Problem description: Transcribe the data below line for line without any changes, omitting the pictures from your copy.

A block of data:
☆ ☆ ☆ ☆ ☆
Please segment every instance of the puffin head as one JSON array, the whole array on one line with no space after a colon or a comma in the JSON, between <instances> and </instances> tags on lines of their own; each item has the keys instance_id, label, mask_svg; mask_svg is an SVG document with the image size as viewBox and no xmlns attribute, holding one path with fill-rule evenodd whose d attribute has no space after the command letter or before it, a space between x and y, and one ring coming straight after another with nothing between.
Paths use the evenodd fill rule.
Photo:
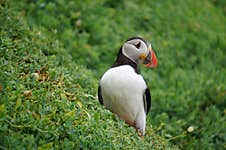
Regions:
<instances>
[{"instance_id":1,"label":"puffin head","mask_svg":"<svg viewBox=\"0 0 226 150\"><path fill-rule=\"evenodd\" d=\"M146 67L157 67L158 60L151 48L141 37L132 37L128 39L122 46L122 54L135 62L142 63Z\"/></svg>"}]
</instances>

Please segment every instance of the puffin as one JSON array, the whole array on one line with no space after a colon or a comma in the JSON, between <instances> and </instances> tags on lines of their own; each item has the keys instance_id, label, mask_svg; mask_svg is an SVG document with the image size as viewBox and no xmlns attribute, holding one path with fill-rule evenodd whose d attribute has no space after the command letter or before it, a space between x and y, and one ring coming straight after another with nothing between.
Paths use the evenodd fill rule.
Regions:
<instances>
[{"instance_id":1,"label":"puffin","mask_svg":"<svg viewBox=\"0 0 226 150\"><path fill-rule=\"evenodd\" d=\"M138 64L157 67L151 44L142 37L132 37L120 47L114 64L99 81L98 100L144 137L146 117L151 107L150 90L138 71Z\"/></svg>"}]
</instances>

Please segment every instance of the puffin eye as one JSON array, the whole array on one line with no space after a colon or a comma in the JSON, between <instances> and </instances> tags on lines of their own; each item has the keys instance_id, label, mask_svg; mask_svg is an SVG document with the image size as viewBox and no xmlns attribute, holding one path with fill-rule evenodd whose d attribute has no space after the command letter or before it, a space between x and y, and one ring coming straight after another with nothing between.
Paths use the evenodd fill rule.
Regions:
☆ ☆ ☆ ☆ ☆
Output below:
Please segment every instance of the puffin head as one JSON array, the whole array on one line with no space after a colon or a comma in the JSON, between <instances> and </instances> tags on lines of their own; each item has the keys instance_id, label, mask_svg; mask_svg is an SVG document with the image size as viewBox and no xmlns attribute, holding one path with fill-rule evenodd whose d attribute has no space after the command letter or before it, a space between x and y, and one ring coming straight after another with nothing between.
Paths use the evenodd fill rule.
Photo:
Regions:
<instances>
[{"instance_id":1,"label":"puffin head","mask_svg":"<svg viewBox=\"0 0 226 150\"><path fill-rule=\"evenodd\" d=\"M146 67L157 67L158 60L151 48L141 37L132 37L128 39L122 46L122 54L135 62L142 63Z\"/></svg>"}]
</instances>

Please segment every instance of the puffin as one JSON array, the whole array on one line with no space after a colon or a comma in the JSON, between <instances> and </instances> tags on lines of their own; each item has the keys instance_id, label, mask_svg; mask_svg is an SVG document with the image size as viewBox and no xmlns attribute, holding one path with fill-rule evenodd whose d attribute has no space after the command letter or before it, a space between x and y, and one ring coming straight after another with nothing between.
Paths use the evenodd fill rule.
Regions:
<instances>
[{"instance_id":1,"label":"puffin","mask_svg":"<svg viewBox=\"0 0 226 150\"><path fill-rule=\"evenodd\" d=\"M138 64L157 67L151 44L142 37L132 37L120 47L114 64L99 81L98 100L144 137L146 117L151 107L150 90L138 71Z\"/></svg>"}]
</instances>

Please segment every instance of the puffin eye as one JSON array, the whole array on one line with no space after a colon or a comma in the JSON, between <instances> and </instances> tags on lines of their own; each item has the keys instance_id, label, mask_svg; mask_svg is an SVG document with the image size as viewBox and no xmlns attribute, holding one path with fill-rule evenodd whose d attribute has no space after the command letter or before it, a space between x and y, and one ring coming straight after another with nothing between.
Paths use the evenodd fill rule.
Regions:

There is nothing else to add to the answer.